▶ [Goal] Set out the lines from the one holding "Target: white smoke" through the end of the entries, inclusive, as a numbered list without blank lines. Leave the pictures out of your answer.
### Task inputs
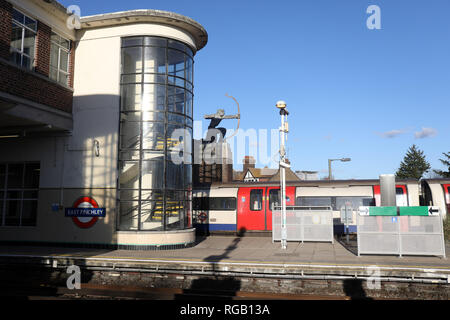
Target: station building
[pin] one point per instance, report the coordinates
(86, 120)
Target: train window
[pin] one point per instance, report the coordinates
(200, 203)
(401, 197)
(274, 198)
(256, 200)
(355, 202)
(222, 204)
(314, 201)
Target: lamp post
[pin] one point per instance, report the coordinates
(330, 176)
(284, 129)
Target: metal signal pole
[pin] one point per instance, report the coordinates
(284, 129)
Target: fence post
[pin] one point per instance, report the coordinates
(399, 237)
(442, 234)
(357, 231)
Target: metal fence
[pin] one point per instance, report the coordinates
(400, 235)
(304, 224)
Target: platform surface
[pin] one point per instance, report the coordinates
(246, 250)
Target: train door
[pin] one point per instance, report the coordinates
(401, 195)
(273, 197)
(251, 209)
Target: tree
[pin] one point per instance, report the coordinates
(444, 174)
(413, 165)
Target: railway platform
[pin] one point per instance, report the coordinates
(252, 264)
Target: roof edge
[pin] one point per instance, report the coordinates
(195, 29)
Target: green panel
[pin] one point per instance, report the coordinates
(414, 211)
(382, 211)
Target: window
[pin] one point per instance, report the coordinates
(274, 198)
(314, 201)
(215, 203)
(401, 198)
(23, 40)
(256, 200)
(336, 203)
(19, 187)
(355, 202)
(156, 101)
(59, 59)
(222, 204)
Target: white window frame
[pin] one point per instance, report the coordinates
(22, 190)
(58, 68)
(24, 27)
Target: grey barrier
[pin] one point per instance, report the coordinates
(304, 224)
(400, 235)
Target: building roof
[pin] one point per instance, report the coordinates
(187, 24)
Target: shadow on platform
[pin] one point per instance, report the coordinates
(213, 286)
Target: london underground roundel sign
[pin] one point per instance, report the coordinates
(85, 212)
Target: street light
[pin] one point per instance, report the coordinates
(330, 176)
(284, 129)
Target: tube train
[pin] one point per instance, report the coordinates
(237, 207)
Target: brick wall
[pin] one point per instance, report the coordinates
(72, 63)
(36, 88)
(32, 85)
(5, 28)
(43, 36)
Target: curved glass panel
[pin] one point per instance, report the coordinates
(155, 156)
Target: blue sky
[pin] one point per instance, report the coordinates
(351, 91)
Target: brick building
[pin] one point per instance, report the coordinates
(87, 116)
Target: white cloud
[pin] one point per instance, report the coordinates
(391, 134)
(425, 133)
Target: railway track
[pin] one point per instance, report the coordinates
(107, 292)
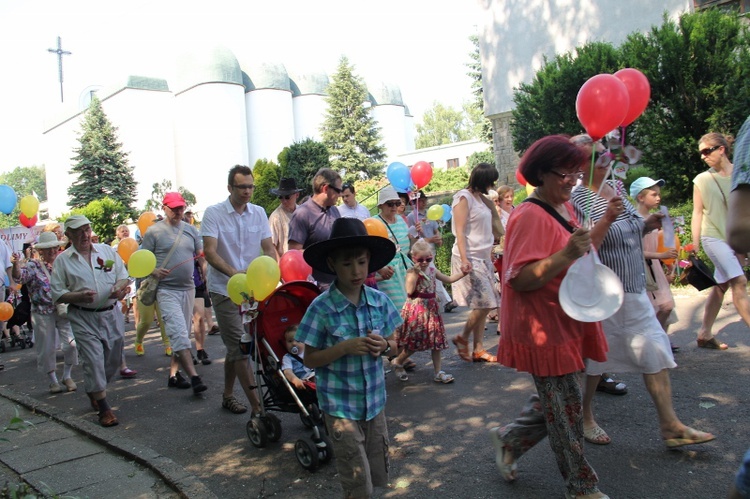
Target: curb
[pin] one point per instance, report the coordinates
(187, 485)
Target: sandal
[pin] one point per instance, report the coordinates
(596, 435)
(232, 405)
(483, 356)
(712, 344)
(400, 372)
(609, 385)
(462, 347)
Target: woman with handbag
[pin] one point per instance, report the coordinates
(710, 193)
(50, 320)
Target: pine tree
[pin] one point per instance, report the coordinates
(349, 131)
(100, 163)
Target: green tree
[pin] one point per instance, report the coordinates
(443, 125)
(482, 126)
(101, 165)
(158, 189)
(699, 70)
(349, 130)
(266, 175)
(302, 160)
(105, 215)
(547, 105)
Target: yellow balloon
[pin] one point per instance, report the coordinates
(435, 212)
(237, 289)
(29, 206)
(141, 263)
(263, 276)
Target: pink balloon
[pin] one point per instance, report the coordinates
(293, 266)
(602, 104)
(639, 91)
(421, 173)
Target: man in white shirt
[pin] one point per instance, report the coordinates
(235, 232)
(350, 207)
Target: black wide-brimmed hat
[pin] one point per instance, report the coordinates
(350, 232)
(287, 186)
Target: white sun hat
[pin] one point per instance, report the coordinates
(590, 291)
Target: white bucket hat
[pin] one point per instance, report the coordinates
(590, 291)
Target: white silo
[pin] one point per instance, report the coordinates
(210, 125)
(388, 111)
(309, 91)
(268, 106)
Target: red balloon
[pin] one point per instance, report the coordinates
(639, 91)
(293, 266)
(601, 104)
(520, 178)
(28, 222)
(421, 173)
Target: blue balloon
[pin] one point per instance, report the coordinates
(399, 176)
(446, 213)
(8, 199)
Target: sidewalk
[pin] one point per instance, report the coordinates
(61, 454)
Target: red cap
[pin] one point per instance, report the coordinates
(173, 200)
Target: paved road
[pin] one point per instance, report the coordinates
(439, 441)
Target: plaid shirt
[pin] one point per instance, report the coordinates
(352, 386)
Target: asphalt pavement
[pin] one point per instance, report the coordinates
(171, 443)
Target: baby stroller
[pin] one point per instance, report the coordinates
(283, 308)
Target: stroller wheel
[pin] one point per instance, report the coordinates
(307, 453)
(273, 427)
(325, 453)
(256, 432)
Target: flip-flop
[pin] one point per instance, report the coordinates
(462, 347)
(691, 436)
(596, 435)
(712, 344)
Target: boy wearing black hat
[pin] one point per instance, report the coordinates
(346, 330)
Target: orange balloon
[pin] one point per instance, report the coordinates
(6, 311)
(660, 248)
(376, 228)
(127, 247)
(145, 221)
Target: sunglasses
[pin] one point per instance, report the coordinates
(708, 150)
(569, 176)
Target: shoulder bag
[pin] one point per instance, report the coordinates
(147, 291)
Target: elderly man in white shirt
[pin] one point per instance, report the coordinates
(91, 279)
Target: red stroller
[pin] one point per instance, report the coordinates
(283, 308)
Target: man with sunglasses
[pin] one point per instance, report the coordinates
(279, 219)
(313, 219)
(350, 207)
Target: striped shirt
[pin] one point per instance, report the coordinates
(352, 386)
(622, 247)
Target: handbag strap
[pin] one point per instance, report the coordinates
(552, 213)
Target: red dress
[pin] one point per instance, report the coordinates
(423, 327)
(538, 337)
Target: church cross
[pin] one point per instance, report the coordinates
(60, 52)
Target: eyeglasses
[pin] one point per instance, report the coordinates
(569, 176)
(708, 150)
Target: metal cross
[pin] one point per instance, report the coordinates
(60, 52)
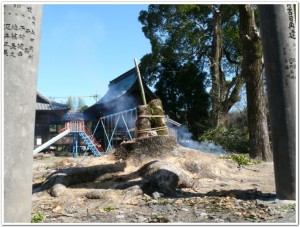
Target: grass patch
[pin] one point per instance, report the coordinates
(241, 159)
(109, 208)
(37, 217)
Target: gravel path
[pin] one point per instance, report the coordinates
(246, 198)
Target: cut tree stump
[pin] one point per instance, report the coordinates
(158, 119)
(143, 124)
(58, 181)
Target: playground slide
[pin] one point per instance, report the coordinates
(49, 142)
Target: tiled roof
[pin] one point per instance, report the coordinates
(41, 98)
(43, 103)
(75, 116)
(51, 106)
(119, 86)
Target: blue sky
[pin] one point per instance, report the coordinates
(83, 47)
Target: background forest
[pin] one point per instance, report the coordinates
(204, 57)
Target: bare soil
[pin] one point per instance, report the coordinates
(223, 193)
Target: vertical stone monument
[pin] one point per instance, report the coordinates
(21, 37)
(278, 30)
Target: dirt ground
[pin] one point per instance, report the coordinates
(224, 193)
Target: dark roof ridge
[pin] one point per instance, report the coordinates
(122, 77)
(44, 98)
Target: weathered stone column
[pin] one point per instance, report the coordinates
(278, 31)
(21, 31)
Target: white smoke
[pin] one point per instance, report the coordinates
(184, 138)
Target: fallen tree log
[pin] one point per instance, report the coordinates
(58, 181)
(163, 177)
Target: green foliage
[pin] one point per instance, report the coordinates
(38, 217)
(71, 103)
(241, 159)
(233, 138)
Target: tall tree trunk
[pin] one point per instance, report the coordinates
(224, 94)
(252, 72)
(218, 118)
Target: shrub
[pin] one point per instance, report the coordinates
(232, 138)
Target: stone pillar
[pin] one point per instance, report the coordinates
(21, 31)
(278, 32)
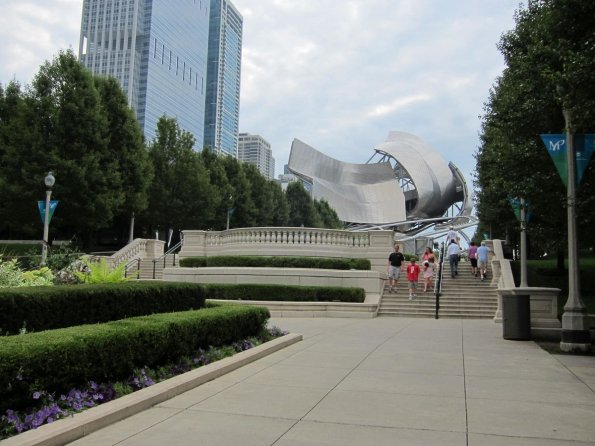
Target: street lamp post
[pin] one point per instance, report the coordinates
(49, 181)
(523, 243)
(575, 329)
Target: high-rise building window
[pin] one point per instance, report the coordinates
(141, 33)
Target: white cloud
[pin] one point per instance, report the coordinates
(338, 74)
(385, 109)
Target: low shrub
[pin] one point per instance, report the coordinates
(58, 360)
(277, 262)
(45, 308)
(286, 293)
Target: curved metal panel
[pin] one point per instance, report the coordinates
(358, 192)
(429, 172)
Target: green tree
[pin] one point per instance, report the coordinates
(550, 59)
(126, 144)
(245, 212)
(19, 160)
(222, 190)
(328, 216)
(302, 211)
(280, 210)
(181, 195)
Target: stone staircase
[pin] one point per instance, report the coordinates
(463, 297)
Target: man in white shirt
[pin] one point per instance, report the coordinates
(453, 252)
(451, 235)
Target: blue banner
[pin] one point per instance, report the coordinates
(557, 148)
(584, 151)
(41, 206)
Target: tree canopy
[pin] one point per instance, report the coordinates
(550, 66)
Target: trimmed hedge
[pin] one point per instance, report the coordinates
(286, 293)
(277, 262)
(45, 308)
(58, 360)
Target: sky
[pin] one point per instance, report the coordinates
(336, 74)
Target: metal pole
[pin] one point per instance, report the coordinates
(523, 244)
(46, 228)
(131, 231)
(575, 329)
######
▶ [Reply to the task]
1. Target: white smoke
2. [pin] one point per instance, report the coordinates
3. (184, 138)
4. Target: fallen tree log
5. [pin] one point per instance, report the coordinates
6. (58, 181)
7. (163, 177)
8. Target: green foliage
9. [pin] one point per instance, report the coordinates
10. (38, 217)
11. (71, 103)
12. (241, 159)
13. (233, 138)
14. Target: tall tree trunk
15. [pin] one point per instance, report the coordinates
16. (224, 94)
17. (252, 72)
18. (218, 118)
19. Target: shrub
20. [pin] one point per instance, report the coordinates
21. (232, 138)
22. Target: stone pillar
23. [pin] one point per instance, report the coordinates
24. (21, 31)
25. (278, 32)
26. Target: street lamp post
27. [pin] one point per instance, report the coordinates
28. (49, 181)
29. (523, 243)
30. (575, 329)
31. Target: high-rise building window
32. [pin] one point per instance, report the coordinates
33. (141, 33)
34. Target: white cloud
35. [pin] one point per instance, report the coordinates
36. (338, 74)
37. (385, 109)
38. Target: low shrub
39. [pin] one point per instance, report the coordinates
40. (58, 360)
41. (277, 262)
42. (45, 308)
43. (286, 293)
44. Target: curved metal panel
45. [pin] one point per instance, report the coordinates
46. (358, 192)
47. (429, 172)
48. Target: green tree
49. [pin] one point per instance, report the coordinates
50. (550, 59)
51. (126, 144)
52. (245, 212)
53. (19, 160)
54. (222, 190)
55. (328, 216)
56. (302, 211)
57. (280, 210)
58. (181, 195)
59. Target: stone staircase
60. [pin] one point per instance, report the coordinates
61. (463, 297)
62. Target: man in white shirt
63. [pin] one point per instance, report the coordinates
64. (453, 252)
65. (451, 235)
66. Target: blue banner
67. [pin] one point per instance, report the coordinates
68. (557, 148)
69. (584, 151)
70. (41, 206)
71. Target: tree canopy
72. [pin] one point per instance, report the coordinates
73. (550, 66)
74. Target: trimmed hedge
75. [pin] one point per instance, report the coordinates
76. (286, 293)
77. (277, 262)
78. (45, 308)
79. (58, 360)
80. Target: sky
81. [pin] one point per instance, report the coordinates
82. (336, 74)
83. Target: metal pole
84. [pin] one point per instance, report the coordinates
85. (523, 244)
86. (46, 228)
87. (131, 231)
88. (575, 329)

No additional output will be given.